### [Extracted text]
They added them to the hierarchy chart in the article along with AMD integrated graphics. It's in the tier with the 6800 Ultra and X800 XT.
 

That's the 4000 and below only. He's asking about the 4600, which has not been added to the hierarchy chart yet.
 


My post was 11 minutes after yours... just saying.
 


Nvidia is absolutely dominating AMD across the board in sales. I see them out sell AMD 10 to 1 from low-end to the high-end. The AMD Fan boys only buy one or two cards every 2-3 years. Business buy 5-10 Nvidia cards every month. AMD has improved their drivers but its still seen as a big weakness, and resellers don't want headaches over drivers. I've had High-end AMD cards returned over drivers before, but I've never has an Nvidia returned for drivers they just work. I've used both and I've had much better luck with the Nvidia, so I tend to stick with them. I don't care which customers buy as long as they buy.
 
Hey Don; Great Write-up; I'm so happy to see the HD7790 get some spotlight. I actually picked a VisionTek 1GB version up last month for $130@Microcenter when it was still officially considered a $150 card and it's been sporting along driving an HD TV and Guildwars2 with med-high details and decent framerates. It almost seems like a steal, and Hopefully with that next-gen graphics core as the drivers mature for it, it'll only get sweeter!

(Stored data)
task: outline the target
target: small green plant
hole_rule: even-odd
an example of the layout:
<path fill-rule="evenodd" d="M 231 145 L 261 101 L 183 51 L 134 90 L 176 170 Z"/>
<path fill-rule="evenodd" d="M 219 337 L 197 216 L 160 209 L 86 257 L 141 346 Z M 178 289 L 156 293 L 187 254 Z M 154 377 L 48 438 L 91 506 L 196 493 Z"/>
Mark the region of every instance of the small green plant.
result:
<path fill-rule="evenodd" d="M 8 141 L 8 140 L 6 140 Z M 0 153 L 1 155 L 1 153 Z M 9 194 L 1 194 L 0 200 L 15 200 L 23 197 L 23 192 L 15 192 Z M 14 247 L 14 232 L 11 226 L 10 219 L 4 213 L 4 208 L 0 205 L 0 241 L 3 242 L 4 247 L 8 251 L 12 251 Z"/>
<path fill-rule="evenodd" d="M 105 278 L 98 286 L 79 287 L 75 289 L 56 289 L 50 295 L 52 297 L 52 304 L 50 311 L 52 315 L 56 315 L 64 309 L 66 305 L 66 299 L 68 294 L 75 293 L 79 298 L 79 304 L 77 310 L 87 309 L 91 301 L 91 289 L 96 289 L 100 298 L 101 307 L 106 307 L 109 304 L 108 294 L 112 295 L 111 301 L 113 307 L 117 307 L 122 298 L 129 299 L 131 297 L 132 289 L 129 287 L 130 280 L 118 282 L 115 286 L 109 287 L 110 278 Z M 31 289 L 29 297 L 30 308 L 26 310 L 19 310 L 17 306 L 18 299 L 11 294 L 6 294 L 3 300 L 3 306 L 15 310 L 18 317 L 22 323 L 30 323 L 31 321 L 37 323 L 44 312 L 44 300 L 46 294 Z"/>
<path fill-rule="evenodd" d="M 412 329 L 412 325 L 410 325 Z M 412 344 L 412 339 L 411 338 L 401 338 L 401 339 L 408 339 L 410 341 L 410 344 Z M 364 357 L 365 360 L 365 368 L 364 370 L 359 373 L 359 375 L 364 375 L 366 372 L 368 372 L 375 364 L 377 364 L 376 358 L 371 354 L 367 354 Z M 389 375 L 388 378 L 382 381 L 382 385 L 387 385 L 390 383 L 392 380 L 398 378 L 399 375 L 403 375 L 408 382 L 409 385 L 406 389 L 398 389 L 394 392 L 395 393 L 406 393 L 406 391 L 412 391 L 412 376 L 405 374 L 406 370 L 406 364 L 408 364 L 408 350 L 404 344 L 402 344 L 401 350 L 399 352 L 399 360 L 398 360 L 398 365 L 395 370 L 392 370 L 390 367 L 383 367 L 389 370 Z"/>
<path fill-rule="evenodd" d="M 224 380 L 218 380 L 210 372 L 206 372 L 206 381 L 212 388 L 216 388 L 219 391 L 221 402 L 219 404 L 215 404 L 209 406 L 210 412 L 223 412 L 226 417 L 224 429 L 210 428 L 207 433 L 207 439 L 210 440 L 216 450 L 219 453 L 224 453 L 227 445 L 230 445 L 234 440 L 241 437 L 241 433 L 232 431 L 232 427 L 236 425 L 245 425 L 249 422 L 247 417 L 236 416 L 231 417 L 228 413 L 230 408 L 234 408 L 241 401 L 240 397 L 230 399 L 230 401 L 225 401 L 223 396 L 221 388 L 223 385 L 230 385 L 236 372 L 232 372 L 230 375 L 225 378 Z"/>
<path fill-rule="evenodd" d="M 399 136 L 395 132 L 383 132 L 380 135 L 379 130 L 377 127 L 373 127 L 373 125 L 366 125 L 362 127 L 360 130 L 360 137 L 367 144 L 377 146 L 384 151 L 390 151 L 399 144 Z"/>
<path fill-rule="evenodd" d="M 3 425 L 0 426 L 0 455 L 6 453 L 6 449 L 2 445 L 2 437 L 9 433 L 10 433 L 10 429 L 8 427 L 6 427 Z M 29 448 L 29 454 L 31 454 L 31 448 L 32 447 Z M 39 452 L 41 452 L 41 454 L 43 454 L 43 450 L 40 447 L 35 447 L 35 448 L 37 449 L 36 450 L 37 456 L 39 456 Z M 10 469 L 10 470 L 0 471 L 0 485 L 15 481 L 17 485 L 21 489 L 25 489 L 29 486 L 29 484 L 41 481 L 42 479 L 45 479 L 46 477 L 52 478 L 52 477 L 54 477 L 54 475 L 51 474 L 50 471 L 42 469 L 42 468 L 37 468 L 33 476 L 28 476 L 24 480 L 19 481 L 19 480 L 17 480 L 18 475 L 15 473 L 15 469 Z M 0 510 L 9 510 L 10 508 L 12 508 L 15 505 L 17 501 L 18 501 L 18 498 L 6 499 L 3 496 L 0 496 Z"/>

### [Work to complete]
Reproduce word for word the passage from the graphics card comments starting at "They added them" and ending at "yours... just saying.".

### [Answer for the task]
They added them to the hierarchy chart in the article along with AMD integrated graphics. It's in the tier with the 6800 Ultra and X800 XT.
 

That's the 4000 and below only. He's asking about the 4600, which has not been added to the hierarchy chart yet.
 


My post was 11 minutes after yours... just saying.